## Page excerpt
=====

Under the pilot program, the building inspector would issue a special permit in consultation with the fire marshal. The permit would allow service of food and beverages to seated patrons. It would not allow point-of-sale bars outside or outdoor food preparation. Service bars in an outdoor configuration, should the board allow them, would be subject to New York State Liquor Authority approval. 

The pilot program, Ms. Thiele said, "would add additional flexibility for some of these restaurants so that, if it's a great day, more of their occupancy [could be] outside than inside." The reverse would also hold, depending on weather conditions, with approvable seating plans for either circumstance required "so that if code enforcement or fire marshals came on the site they would know which seating plan the establishment was working under." 

Use of outdoor space would be limited to 8 a.m. to midnight, Ms. Thiele said, with live music only allowable with a valid music entertainment permit. Amplified music would be limited to between 1 and 9 p.m., with noise levels complying with the existing statute, which lowers acceptable decibel levels between 7 p.m. and 7 a.m. Outdoor lighting would have to be consistent with existing standards in the town code, with exceptions allowed only when expressly authorized by a special event permit. Outdoor heating devices must be compliant with the state Uniform Fire Prevention and Building Code, with the fire marshal's approval and their inclusion on a seating plan.

=====

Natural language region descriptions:

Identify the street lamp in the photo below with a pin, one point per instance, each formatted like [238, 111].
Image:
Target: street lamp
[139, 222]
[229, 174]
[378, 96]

=====

## Work instruction 1
Say whether each statement agrees with the passage on the outdoor dining pilot program. Answer yes or no for each, and quote the deciding words of the passage: (a) The special permit would allow outdoor food preparation. (b) Amplified music would be limited to between 1 and 9 p.m. (c) The fire marshal alone would issue the special permit.
## Work instruction 2
Continue the passage on the outdoor dining pilot program, starting after its final sentence.
The records are separate material and have no connection to the passage on the outdoor dining pilot program.

## Expected output 1
(a) No: "It would not allow point-of-sale bars outside or outdoor food preparation."
(b) Yes: "Amplified music would be limited to between 1 and 9 p.m."
(c) No: "the building inspector would issue a special permit in consultation with the fire marshal."

## Expected output 2
An outdoor dining area would have to be more than 100 feet from a residential structure and configured "such that noise and other effects generated would be reasonably screened from adjacent properties and compatible with existing and potential uses thereon," Ms. Thiele said.

A potential complication is the use of an establishment's currently approved parking spaces for dining, which would be allowable only if adequate alternatives existed. "If an applicant is interested in reconfiguring their property so that the parking is used for outdoor dining, perhaps it is a matter of going back to site plan," Ms. Thiele said. 

The board identified several points of discussion, including the allowance of service bars and hours of operation. Councilwoman Kathee Burke-Gonzalez questioned whether 100 feet would be sufficient distance from residences. Supervisor Peter Van Scoyoc agreed. "I'm not sure we would extend this for pre-existing nonconforming businesses," which are prohibited from expansions of use, he added. "I think that would prevent the allowance of outdoor dining if they didn't already have it," he said, though Councilman David Lys wondered aloud if shifting dining outdoors would constitute an expansion.

Councilwoman Sylvia Overby registered her opposition to service bars outdoors, and questioned whether an establishment could remove approved landscaping to accommodate outdoor dining. "That's one reason to have this done by the building inspector," Ms. Thiele said. Landscaping can be a condition of site plan or zoning board of appeals approval. "That can't be changed in order to accommodate this special permit. The building inspector is the one who knows of those conditions."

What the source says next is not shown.